- _Testo proposto_:

────

Va, in ogni caso, evidenziato che la giurisprudenza di legittimità non ha mai avuto dubbi che, anche in caso di esercizio cumulativo da parte del curatore delle azioni di cui all'art. 2393 e 2394 cod. civ., le stesse mantengono titoli distinti ed autonomi e sono soggette a diversi presupposti (Cass. S.U. n. 1641/2017; vedi anche Cass. n. 24352/2019, che, nel ribadire che tali azioni mantengono presupposti, natura giuridica e caratteri diversi ed autonomi, ha evidenziato che la mancata specificazione del titolo, lungi dal determinare indeterminatezza della domanda, facendo presumere, in assenza di un contenuto anche implicitamente diretto a far valere una sola delle azioni, che il curatore abbia inteso esercitare, come specificamente consentito dall'art. 146 I.f., congiuntamente entrambe le azioni. In dottrina, sull'autonomia dell'azione ex art. 2394 cod. civ. rispetto a quella sociale, N. Abriani, Le azioni di responsabilità alla luce del codice della crisi, in La riforma del Fallimento, a cura di M. Pollio, Milano 2019, 58. In senso conforme, Fabiani, Il diritto della Crisi e dell'Insolvenza, Bologna 2017, 397, che evidenzia che ove non si sia determinata l'insufficienza del patrimonio e siano stati comunque compiuti dagli amministratori atti di mala gestio dannosi per la società, la responsabilità verso quest'ultima permane e il termine di prescrizione deve coincidere con la cessazione della carica e non con quello più favorevole correlato all'azione ex art. 2394 cod. civ.).

Azioni di responsabilità esperibili dal curatore

L'art. 255 è una norma che, con una tecnica redazionale simile a quella dell'art. 146 legge fall., nella sua versione originaria prima della riforma del 2006 (in questi termini si esprime Dimundo, Le azioni di responsabilità esperibili dagli organi delle procedure concorsuali: il regime attuale e la nuova disciplina introdotta dal codice della Crisi e dell'Insolvenza, in www.il Caso.it del 15 giugno 2019, 10), ha l'indubbio merito di individuare con chiarezza le azioni di responsabilità che il curatore di una liquidazione giudiziale può intraprendere e segnatamente:

  • l'azione sociale di responsabilità;
  • l'azione dei creditori sociali prevista dall'art. 2394 e dall'art. 2476, sesto comma del codice civile;
  • l'azione prevista dall'art. 2497, quarto comma, del codice civile;
  • tutte le altre azioni di responsabilità che gli sono attribuite da singole disposizioni di legge.

────

- _Consegna 1_: Raccogli ogni riga delle voci in cui compare la parola "dark".
Il testo e le voci sono materiali indipendenti l'uno dalle altre.

- _Voci fornite_:
────

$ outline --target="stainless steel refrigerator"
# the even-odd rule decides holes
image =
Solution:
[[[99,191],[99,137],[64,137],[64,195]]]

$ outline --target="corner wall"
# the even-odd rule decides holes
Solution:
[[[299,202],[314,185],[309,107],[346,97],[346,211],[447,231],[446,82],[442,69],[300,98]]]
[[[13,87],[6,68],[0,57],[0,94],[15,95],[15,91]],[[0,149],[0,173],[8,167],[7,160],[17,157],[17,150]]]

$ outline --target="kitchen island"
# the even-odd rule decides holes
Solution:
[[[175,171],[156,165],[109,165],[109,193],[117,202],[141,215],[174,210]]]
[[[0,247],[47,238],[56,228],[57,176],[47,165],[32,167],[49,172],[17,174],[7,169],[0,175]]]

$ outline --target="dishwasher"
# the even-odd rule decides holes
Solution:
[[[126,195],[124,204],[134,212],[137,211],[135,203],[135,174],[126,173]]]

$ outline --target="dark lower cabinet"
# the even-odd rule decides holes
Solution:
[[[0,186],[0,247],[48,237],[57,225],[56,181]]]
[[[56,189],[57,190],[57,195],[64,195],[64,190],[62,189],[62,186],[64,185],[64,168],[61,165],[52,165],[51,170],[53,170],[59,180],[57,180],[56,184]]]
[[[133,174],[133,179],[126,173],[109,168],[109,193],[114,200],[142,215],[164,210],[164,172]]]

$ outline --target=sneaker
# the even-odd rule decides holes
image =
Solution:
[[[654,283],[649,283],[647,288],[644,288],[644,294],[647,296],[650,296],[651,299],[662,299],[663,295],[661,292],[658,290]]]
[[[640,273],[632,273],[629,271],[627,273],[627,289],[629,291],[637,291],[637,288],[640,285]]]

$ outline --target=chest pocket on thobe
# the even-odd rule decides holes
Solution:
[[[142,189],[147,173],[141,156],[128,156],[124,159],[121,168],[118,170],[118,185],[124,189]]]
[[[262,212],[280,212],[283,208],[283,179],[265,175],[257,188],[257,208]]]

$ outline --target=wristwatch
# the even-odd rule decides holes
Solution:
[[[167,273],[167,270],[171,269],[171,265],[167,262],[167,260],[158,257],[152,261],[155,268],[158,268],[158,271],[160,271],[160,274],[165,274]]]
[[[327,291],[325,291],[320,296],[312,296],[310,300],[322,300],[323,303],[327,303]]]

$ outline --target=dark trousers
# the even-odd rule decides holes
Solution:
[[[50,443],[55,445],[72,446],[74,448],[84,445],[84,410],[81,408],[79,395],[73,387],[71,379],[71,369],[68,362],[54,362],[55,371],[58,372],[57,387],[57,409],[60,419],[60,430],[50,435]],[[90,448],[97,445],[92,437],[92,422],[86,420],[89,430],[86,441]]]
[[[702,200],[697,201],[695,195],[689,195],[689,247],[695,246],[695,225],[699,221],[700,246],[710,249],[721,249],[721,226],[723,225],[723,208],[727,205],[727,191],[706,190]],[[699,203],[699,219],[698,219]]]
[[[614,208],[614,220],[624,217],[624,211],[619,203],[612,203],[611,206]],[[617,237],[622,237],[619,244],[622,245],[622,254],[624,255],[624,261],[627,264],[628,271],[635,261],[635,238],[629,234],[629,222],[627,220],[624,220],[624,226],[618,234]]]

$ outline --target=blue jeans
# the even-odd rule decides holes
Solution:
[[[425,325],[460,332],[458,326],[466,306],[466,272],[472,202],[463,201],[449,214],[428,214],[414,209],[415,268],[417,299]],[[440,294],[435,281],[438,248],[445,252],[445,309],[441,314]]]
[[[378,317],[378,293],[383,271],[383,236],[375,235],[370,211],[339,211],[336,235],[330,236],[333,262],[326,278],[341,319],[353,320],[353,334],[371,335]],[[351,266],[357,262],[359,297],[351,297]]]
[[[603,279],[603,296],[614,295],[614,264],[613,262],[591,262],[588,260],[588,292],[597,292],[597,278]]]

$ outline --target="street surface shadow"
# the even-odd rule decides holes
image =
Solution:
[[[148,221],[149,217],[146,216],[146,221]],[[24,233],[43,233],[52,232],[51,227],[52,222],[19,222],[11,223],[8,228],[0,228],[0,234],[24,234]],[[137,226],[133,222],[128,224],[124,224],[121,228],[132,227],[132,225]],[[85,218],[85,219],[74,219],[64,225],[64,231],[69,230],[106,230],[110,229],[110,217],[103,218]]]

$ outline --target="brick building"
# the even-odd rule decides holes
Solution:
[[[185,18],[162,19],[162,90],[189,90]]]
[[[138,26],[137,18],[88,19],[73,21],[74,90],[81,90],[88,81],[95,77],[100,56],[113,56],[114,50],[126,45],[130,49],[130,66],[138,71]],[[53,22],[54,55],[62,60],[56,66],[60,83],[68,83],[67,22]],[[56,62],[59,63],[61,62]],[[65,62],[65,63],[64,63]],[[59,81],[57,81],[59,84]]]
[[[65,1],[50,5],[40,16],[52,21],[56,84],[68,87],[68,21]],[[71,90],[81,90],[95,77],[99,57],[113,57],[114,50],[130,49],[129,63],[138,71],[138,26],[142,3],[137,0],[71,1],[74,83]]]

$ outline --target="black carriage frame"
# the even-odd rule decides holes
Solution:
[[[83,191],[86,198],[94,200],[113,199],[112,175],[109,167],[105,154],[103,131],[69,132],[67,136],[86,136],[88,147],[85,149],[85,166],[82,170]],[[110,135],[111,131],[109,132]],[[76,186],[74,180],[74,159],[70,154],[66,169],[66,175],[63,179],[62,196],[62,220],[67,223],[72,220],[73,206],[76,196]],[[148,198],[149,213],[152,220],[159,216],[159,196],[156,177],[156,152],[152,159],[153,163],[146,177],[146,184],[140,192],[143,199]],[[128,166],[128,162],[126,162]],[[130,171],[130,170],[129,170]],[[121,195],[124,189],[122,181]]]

────

- _Consegna 2_:
Rispondi alle seguenti domande sul testo relativo alle azioni di responsabilità del curatore.
(a) Quale sentenza delle Sezioni Unite della Cassazione viene citata?
(b) Secondo Fabiani, con che cosa deve coincidere il termine di prescrizione quando non si è determinata l'insufficienza del patrimonio?
(c) Quale articolo del codice civile, e in quale comma, è indicato nella terza voce dell'elenco delle azioni che il curatore può intraprendere?

- _Risposta corretta 1_:
$ outline --target="dark lower cabinet"
$ outline --target=dark trousers

- _Risposta corretta 2_:
(a) Cass. S.U. n. 1641/2017.
(b) Con la cessazione della carica.
(c) L'art. 2497, quarto comma.